● JOB:
Please pull out every one of the records below and reproduce each line word for word.

[Annotation data based on points]
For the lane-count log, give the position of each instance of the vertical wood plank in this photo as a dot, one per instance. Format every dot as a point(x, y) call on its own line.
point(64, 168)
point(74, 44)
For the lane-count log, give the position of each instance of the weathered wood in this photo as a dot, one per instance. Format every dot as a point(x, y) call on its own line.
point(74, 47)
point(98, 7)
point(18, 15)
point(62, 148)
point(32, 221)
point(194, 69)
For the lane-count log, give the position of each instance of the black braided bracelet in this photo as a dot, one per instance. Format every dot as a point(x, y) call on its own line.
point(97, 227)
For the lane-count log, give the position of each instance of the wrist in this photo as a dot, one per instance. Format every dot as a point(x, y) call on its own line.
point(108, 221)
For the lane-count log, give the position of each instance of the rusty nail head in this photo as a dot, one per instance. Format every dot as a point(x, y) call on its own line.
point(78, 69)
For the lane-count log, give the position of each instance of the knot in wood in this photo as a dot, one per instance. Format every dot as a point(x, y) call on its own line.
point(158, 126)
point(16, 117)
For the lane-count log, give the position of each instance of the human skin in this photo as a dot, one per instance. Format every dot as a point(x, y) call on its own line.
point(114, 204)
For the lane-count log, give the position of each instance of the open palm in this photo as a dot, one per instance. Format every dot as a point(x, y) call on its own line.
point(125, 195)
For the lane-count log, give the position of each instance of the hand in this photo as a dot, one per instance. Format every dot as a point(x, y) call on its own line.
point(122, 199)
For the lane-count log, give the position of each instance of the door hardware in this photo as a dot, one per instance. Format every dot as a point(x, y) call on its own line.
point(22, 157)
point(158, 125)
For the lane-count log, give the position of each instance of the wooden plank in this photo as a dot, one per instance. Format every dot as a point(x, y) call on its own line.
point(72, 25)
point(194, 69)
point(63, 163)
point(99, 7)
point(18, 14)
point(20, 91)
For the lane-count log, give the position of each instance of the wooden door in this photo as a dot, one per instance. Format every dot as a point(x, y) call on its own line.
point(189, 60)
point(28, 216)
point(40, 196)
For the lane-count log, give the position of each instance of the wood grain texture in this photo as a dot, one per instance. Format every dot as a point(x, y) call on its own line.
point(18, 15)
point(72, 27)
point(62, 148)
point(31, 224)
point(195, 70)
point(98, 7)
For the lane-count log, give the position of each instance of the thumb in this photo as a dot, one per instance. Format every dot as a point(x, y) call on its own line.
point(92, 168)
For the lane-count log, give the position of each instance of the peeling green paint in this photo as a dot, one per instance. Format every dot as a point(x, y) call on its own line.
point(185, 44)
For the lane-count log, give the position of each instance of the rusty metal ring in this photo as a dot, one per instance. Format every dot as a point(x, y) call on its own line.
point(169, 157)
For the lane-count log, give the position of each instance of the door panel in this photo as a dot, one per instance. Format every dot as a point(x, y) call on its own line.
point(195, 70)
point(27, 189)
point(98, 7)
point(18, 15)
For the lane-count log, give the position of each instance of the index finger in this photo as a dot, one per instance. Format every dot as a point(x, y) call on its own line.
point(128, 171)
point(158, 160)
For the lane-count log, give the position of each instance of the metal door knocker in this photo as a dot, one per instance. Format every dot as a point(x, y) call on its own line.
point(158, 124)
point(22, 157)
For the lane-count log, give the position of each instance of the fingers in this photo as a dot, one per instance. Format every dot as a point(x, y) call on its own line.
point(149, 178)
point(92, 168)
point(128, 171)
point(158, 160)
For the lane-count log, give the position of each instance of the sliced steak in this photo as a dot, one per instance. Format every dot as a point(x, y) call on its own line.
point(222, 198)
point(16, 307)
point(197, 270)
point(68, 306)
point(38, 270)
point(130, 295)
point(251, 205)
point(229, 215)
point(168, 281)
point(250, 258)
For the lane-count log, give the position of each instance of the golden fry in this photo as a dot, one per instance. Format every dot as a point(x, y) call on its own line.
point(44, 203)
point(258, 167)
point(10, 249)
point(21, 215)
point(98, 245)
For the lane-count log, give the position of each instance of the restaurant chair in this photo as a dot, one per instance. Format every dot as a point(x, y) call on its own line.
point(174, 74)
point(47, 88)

● TASK OUTPUT:
For the lane-count log, give the position of each instance of the vertical wood plank in this photo as a dot, one per instance. Format every dot as a point(x, y) call on its own line.
point(64, 168)
point(74, 44)
For the lane-count log, give the position of each instance of the weathered wood in this photo as a dot, one per instance. Format every dot as a point(x, y) call on its own line.
point(74, 47)
point(98, 7)
point(18, 15)
point(62, 148)
point(32, 221)
point(194, 69)
For the lane-count log, give the position of each instance of the black braided bracelet in this photo as a dot, one per instance. Format every dot as a point(x, y) call on its own line.
point(97, 227)
For the lane-count log, give the position of each instance of the wrist in this photo as a dot, one per instance. Format every dot as a point(x, y) call on its own line.
point(108, 221)
For the lane-count log, give the position of each instance of the rusty nail head in this photo as a dot, one per instance. Format every dot as a point(x, y) call on its own line.
point(78, 69)
For the lane-count log, give the position of each instance of the knot in wood in this photo as a dot, one per instance. Format every dot as a point(x, y) call on its own line.
point(158, 126)
point(16, 117)
For the lane-count log, give the position of each instance of the human skin in this photo as a dot, one per instance. Format every dot as a point(x, y) call on its own line.
point(114, 204)
For the lane-count log, give the position of each instance of the open palm in this photo as a dot, one per instance. Format every dot as a point(x, y) call on its own line.
point(125, 195)
For the lane-count log, give the position of each instance of the hand in this photo as a dot, one per instance. Format every dot as a point(x, y) call on its own line.
point(122, 199)
For the lane-count log, give the position of each instance of the door hardware in this photo as a dot, one per instance. Format every dot as a point(x, y) call on its own line.
point(22, 157)
point(158, 125)
For the lane-count log, give the position of each instance of the wooden plank in this photo as a dot, one per instance. Format every dot as a point(x, y) call on its own line.
point(72, 25)
point(194, 69)
point(63, 163)
point(99, 7)
point(18, 14)
point(20, 91)
For the lane-count log, give the position of each instance of the wooden door in this photo as a dot, one per instance. Format every dot as a point(x, y) call on its own line.
point(189, 60)
point(28, 216)
point(40, 196)
For the lane-count log, give the position of each instance of the wood grain texture in this photo as a dot, one per instance. Format every dot as a point(x, y) call on its own line.
point(18, 15)
point(72, 27)
point(62, 148)
point(31, 224)
point(195, 70)
point(98, 7)
For the lane-count log, give the position of each instance of the thumb in this photo as a dot, one per instance. Format every dot as a point(x, y) call on its own line.
point(92, 168)
For the lane-count log, give the position of each instance of the peeling green paint in this photo as a dot, one per instance. Format every dot as a point(x, y) call on its own line.
point(185, 44)
For the lane-count log, give the position of each instance of the rusty metal ring in this photo as a dot, one per instance. Format every dot as a point(x, y) call on its own line.
point(169, 157)
For the lane-count log, give the position of each instance of the door panel in this photo as a dot, one per instance. Format every dot as a point(x, y) call on its own line.
point(195, 70)
point(27, 189)
point(98, 7)
point(18, 15)
For the lane-count log, give the position of each instance of the index finger in this photo as a dot, one per instance. Format every dot as a point(x, y) call on its own line.
point(128, 171)
point(158, 160)
For the lane-count log, give the position of each instance of the metal door knocker in this photo as a dot, one per instance. Format every dot as a point(x, y) call on its own line.
point(158, 124)
point(22, 157)
For the lane-count log, give the position of each instance of the fingers in this photo as a dot, one per instance. Format every dot as a point(x, y) call on its own line.
point(149, 178)
point(92, 168)
point(128, 171)
point(158, 160)
For the lane-count log, give the position of each instance of the sliced steak in this photo as a dot, one per instance. Format every dot as a point(x, y) call on its own line.
point(222, 198)
point(16, 307)
point(197, 270)
point(68, 306)
point(38, 270)
point(130, 295)
point(251, 205)
point(229, 215)
point(168, 281)
point(250, 258)
For the lane-count log, give the position of each instance of the golden fry in this photo as a dot, one per instance. Format every dot as a point(x, y) call on its own line.
point(44, 203)
point(258, 167)
point(10, 249)
point(21, 215)
point(98, 245)
For the lane-count log, give the position of each instance of the restaurant chair in this photo as a dot, one per instance. Format every dot as a point(x, y) call on its own line.
point(174, 74)
point(47, 88)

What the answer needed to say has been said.